● **DIRECTIONS FOR THIS TASK**
Reproduce the data verbatim. Begin at the line that contains "Query: white cloud" and stop after the last line of the data.

● **EXTRACTED RECORDS**
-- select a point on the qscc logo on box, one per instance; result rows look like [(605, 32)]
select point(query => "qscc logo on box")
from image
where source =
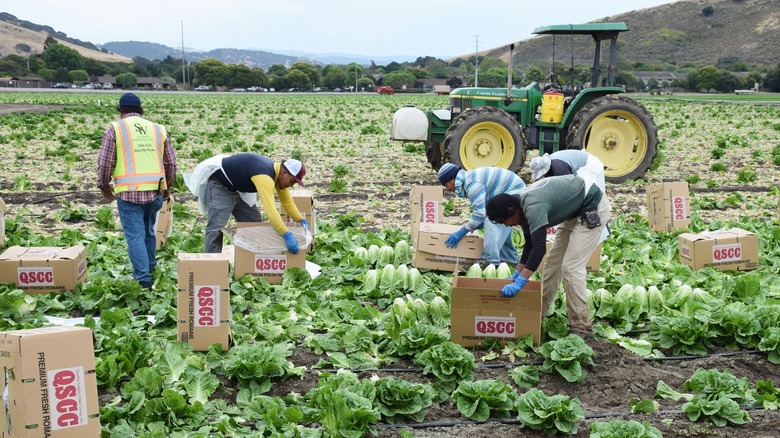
[(207, 306), (495, 326), (270, 264), (679, 208), (727, 253), (69, 398), (43, 276), (431, 209)]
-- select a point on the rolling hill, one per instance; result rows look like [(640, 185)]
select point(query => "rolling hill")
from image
[(696, 32)]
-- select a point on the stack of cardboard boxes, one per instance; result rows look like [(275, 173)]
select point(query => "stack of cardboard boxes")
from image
[(44, 269), (203, 300), (668, 207), (49, 384), (429, 236)]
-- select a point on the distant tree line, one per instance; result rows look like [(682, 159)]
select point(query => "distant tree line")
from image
[(59, 63)]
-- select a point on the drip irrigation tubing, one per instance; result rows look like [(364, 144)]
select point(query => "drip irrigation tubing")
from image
[(731, 353), (517, 421), (517, 364)]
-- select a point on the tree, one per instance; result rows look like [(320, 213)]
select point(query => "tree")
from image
[(127, 80), (728, 82), (400, 79), (58, 56), (652, 83), (333, 76), (309, 70), (78, 76), (772, 79), (277, 70), (13, 65), (212, 72), (707, 78), (47, 74)]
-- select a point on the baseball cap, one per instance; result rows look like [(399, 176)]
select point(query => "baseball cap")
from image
[(129, 99), (296, 169)]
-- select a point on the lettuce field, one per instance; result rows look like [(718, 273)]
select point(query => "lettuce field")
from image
[(363, 349)]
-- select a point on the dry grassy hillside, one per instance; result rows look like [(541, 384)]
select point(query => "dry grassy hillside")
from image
[(675, 33), (11, 36)]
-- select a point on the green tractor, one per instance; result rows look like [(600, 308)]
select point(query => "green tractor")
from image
[(494, 126)]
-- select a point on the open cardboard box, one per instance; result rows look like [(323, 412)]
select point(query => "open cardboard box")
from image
[(203, 300), (479, 312), (44, 269), (431, 252), (49, 386)]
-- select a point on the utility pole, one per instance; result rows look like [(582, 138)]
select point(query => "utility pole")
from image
[(476, 63), (183, 59)]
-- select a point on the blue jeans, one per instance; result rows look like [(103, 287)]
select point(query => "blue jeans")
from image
[(138, 224), (497, 244), (221, 203)]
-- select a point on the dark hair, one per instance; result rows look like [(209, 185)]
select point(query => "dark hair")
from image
[(131, 109), (498, 206)]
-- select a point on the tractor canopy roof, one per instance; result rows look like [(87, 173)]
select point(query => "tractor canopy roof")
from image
[(599, 31)]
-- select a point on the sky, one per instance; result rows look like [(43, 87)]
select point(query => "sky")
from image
[(409, 28)]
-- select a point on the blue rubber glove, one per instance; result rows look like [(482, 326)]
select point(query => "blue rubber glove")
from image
[(452, 241), (512, 289), (292, 244)]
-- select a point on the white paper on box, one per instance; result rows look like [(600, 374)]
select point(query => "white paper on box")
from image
[(206, 306), (495, 326), (67, 395)]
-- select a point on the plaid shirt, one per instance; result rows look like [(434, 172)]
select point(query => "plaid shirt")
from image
[(107, 163)]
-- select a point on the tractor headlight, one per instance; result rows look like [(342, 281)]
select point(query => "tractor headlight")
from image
[(456, 106)]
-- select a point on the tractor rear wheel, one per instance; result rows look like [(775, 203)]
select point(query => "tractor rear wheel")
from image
[(484, 137), (620, 132)]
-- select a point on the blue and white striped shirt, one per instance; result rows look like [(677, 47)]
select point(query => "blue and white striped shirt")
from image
[(481, 184)]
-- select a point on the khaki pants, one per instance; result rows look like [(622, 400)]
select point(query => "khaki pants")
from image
[(574, 243)]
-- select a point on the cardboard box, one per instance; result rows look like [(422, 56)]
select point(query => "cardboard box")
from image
[(268, 265), (728, 250), (304, 201), (2, 222), (203, 300), (668, 206), (425, 206), (430, 251), (49, 386), (163, 225), (594, 262), (479, 311), (44, 269)]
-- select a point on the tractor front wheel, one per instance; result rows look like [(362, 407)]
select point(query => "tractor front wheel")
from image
[(620, 132), (485, 137)]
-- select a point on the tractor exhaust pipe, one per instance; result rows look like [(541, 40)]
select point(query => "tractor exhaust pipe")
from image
[(509, 75)]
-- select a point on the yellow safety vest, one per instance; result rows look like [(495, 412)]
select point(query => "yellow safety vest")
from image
[(140, 145)]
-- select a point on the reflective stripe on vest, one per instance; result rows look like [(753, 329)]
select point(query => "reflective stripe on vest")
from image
[(139, 151)]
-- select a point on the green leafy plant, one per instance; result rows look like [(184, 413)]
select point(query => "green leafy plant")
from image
[(480, 400), (450, 363), (344, 405), (567, 356), (399, 400), (552, 415)]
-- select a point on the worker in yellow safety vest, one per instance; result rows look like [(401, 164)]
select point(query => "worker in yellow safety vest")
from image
[(137, 156)]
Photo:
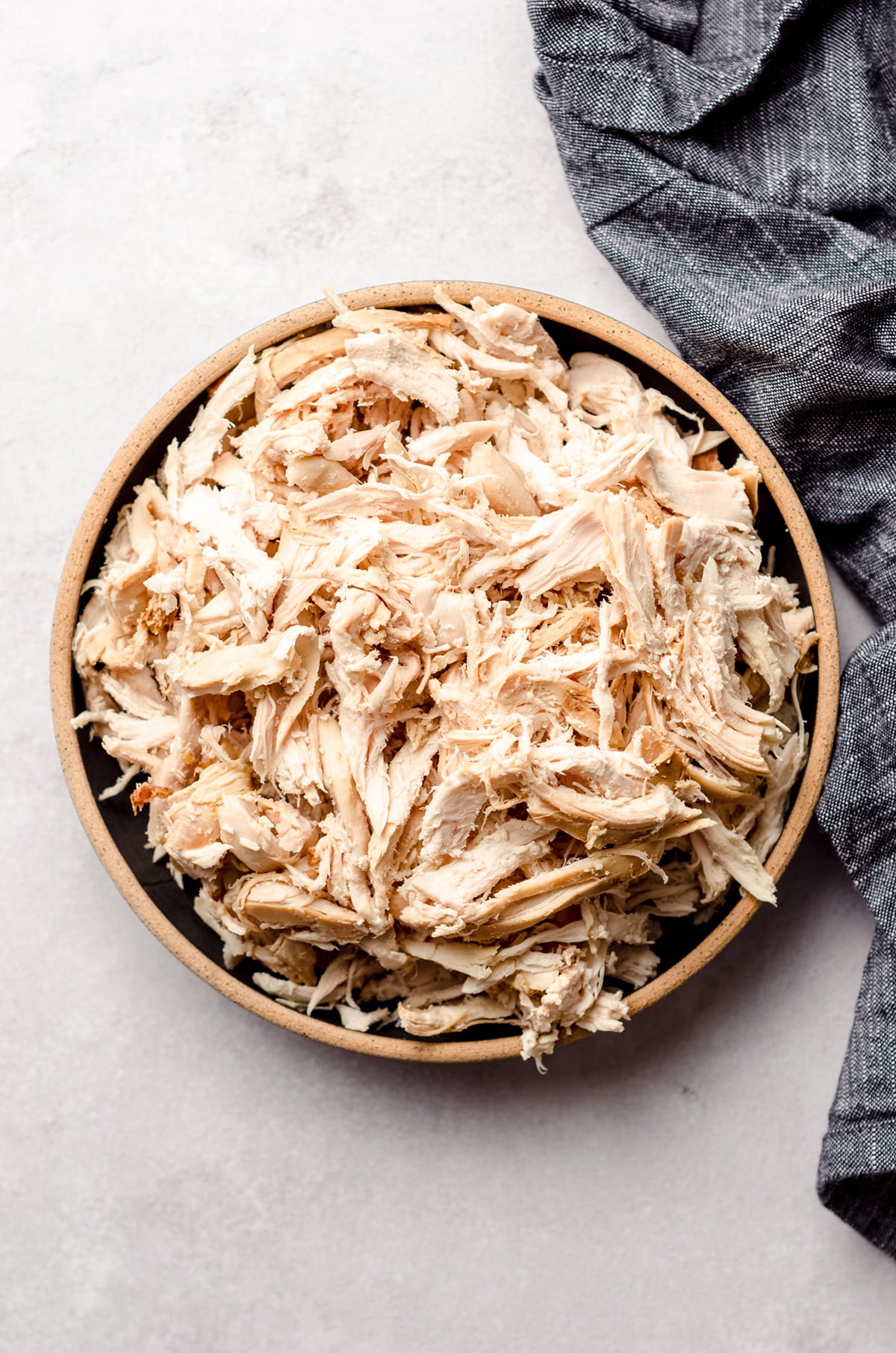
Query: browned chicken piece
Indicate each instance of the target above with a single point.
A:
(449, 670)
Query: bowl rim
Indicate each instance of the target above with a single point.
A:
(596, 326)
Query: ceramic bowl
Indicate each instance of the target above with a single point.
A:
(119, 838)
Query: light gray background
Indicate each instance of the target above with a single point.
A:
(178, 1175)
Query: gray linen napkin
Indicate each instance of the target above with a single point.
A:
(735, 161)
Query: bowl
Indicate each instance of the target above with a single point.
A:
(119, 838)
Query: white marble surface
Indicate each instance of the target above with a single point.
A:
(175, 1173)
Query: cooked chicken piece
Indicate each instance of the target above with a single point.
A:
(449, 670)
(411, 373)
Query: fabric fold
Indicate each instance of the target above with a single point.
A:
(737, 164)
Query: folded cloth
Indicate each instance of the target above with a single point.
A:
(734, 160)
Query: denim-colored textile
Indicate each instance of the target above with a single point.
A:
(735, 163)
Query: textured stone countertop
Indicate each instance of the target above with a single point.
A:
(173, 1172)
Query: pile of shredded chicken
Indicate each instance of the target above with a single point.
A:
(452, 670)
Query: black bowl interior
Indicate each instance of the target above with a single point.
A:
(679, 935)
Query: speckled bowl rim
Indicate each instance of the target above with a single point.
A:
(597, 326)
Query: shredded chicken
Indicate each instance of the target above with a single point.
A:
(451, 670)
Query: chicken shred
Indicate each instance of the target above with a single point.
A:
(452, 670)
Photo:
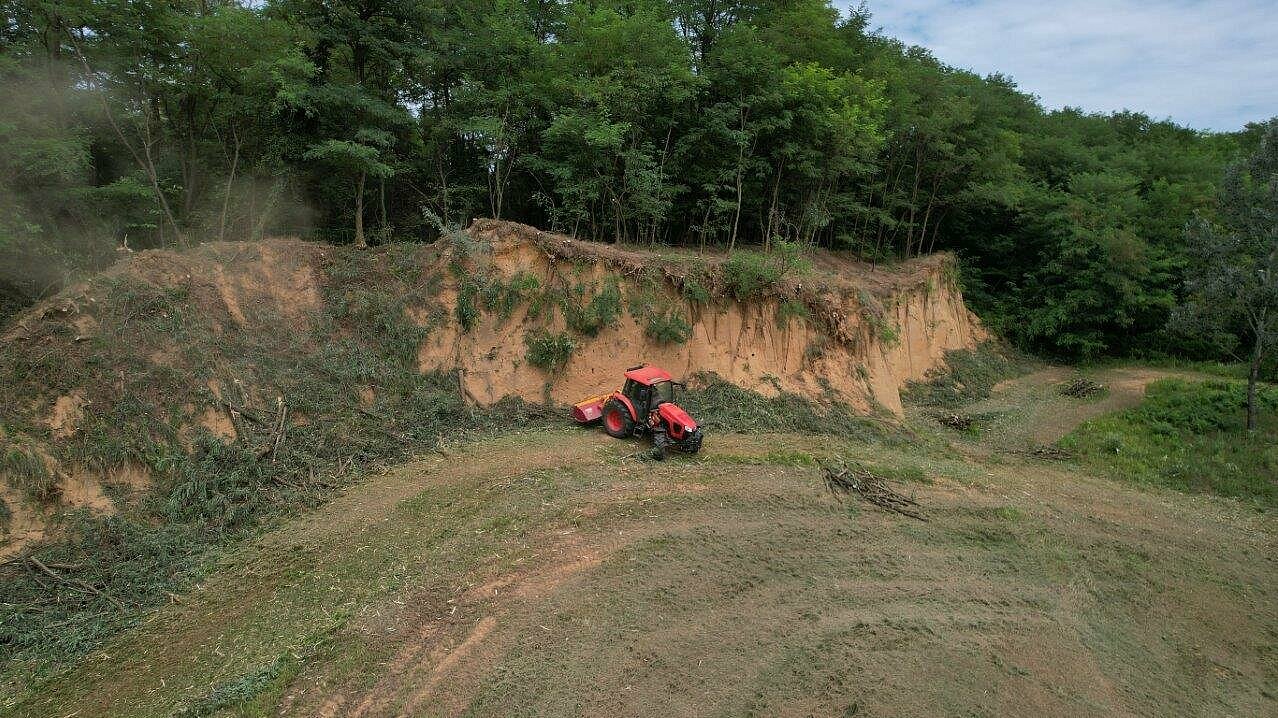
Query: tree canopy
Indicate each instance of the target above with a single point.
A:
(679, 122)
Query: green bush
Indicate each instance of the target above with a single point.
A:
(1189, 436)
(667, 327)
(548, 351)
(467, 311)
(968, 376)
(602, 311)
(694, 291)
(749, 275)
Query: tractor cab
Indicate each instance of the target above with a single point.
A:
(644, 404)
(647, 389)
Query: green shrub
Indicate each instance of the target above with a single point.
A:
(694, 291)
(548, 351)
(1189, 436)
(968, 376)
(602, 311)
(667, 327)
(467, 311)
(749, 275)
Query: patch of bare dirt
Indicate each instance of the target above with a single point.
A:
(862, 354)
(68, 413)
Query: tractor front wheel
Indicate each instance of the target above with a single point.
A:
(616, 419)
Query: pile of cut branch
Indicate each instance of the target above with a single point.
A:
(846, 481)
(270, 429)
(959, 422)
(1081, 387)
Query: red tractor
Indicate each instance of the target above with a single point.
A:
(646, 404)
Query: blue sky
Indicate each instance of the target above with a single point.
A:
(1204, 64)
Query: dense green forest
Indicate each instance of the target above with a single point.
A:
(694, 123)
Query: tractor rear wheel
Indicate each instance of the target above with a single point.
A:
(616, 419)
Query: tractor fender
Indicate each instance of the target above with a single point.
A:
(621, 397)
(677, 420)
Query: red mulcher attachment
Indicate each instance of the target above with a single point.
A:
(644, 404)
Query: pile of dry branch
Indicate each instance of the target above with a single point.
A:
(1081, 387)
(846, 481)
(957, 422)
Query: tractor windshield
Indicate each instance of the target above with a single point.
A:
(662, 392)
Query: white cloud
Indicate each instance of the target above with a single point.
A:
(1205, 64)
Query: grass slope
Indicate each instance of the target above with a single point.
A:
(1189, 436)
(552, 571)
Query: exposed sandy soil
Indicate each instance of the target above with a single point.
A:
(845, 351)
(873, 330)
(551, 574)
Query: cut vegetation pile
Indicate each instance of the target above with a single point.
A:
(164, 409)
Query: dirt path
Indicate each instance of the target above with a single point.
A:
(1029, 412)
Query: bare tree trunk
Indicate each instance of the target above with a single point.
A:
(230, 183)
(1253, 377)
(359, 212)
(146, 164)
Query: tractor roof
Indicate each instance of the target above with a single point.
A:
(648, 376)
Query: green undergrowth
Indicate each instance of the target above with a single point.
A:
(208, 493)
(968, 376)
(1191, 437)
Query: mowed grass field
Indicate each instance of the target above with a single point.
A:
(560, 572)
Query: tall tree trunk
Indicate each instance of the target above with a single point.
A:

● **WORKED ANSWER**
Query: white cloud
Indicate each instance of the target above with a single point.
A:
(1205, 64)
Query: grass slope
Indicate each instance of the target above with a single point.
A:
(1189, 436)
(552, 571)
Query: exposed sandy soil
Indicate each instance of the target above with a single point.
A:
(845, 351)
(873, 330)
(551, 574)
Query: cut vegetation pile
Indicate each instance of the target above with a single point.
A:
(164, 409)
Query: dirt path
Indicate each instance of the target above with a single point.
A:
(1029, 412)
Query: bare tree trunk
Indicate each instance of the target above with a single point.
A:
(230, 183)
(1253, 377)
(359, 212)
(146, 164)
Query: tractor roof
Indicate each instance of the target above with a single point.
A:
(648, 376)
Query: green undergrowth
Indicate each instance of the target above with a single point.
A:
(208, 493)
(968, 376)
(1191, 437)
Query: mowed grass field
Indicate each instance of the target above with a single point.
A:
(560, 572)
Query: tall tree trunk
Indicate each instance of the target above with a single point.
A:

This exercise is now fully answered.